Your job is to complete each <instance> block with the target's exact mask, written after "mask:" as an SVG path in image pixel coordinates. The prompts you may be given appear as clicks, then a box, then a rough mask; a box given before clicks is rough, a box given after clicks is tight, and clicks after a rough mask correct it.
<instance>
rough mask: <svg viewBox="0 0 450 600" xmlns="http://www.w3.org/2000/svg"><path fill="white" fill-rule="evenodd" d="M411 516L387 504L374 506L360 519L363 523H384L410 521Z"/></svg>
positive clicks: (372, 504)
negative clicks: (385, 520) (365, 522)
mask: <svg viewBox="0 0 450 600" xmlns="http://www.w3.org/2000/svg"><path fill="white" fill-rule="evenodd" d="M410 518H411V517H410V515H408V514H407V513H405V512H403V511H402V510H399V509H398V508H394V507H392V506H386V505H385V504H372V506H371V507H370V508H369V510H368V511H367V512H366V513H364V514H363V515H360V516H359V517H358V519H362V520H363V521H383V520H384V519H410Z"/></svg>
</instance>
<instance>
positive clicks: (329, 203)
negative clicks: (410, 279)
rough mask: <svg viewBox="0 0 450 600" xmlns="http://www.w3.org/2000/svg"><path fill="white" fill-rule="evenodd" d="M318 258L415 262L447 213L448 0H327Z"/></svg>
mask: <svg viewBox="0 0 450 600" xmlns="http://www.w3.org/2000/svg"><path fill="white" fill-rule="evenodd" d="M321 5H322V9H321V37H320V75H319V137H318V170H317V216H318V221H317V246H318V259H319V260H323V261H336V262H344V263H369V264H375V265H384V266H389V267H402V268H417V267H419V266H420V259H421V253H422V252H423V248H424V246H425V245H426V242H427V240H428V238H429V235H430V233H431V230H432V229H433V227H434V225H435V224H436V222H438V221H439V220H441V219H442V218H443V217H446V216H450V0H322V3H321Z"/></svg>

━━━━━━━━━━━━━━━━━━━━

◆ REQUIRED WORK ◆
Scan the listing for the string "instance" and copy every line that carries it.

◆ TASK OUTPUT ◆
Your job is to complete each <instance> block with the target's exact mask, written after "mask:" as an SVG path in image pixel coordinates. The prompts you may be given appear as clicks, then a box, then a rough mask; a box given before clicks is rough, a box given after clicks is tight, and clicks after a rough mask correct it.
<instance>
</instance>
<instance>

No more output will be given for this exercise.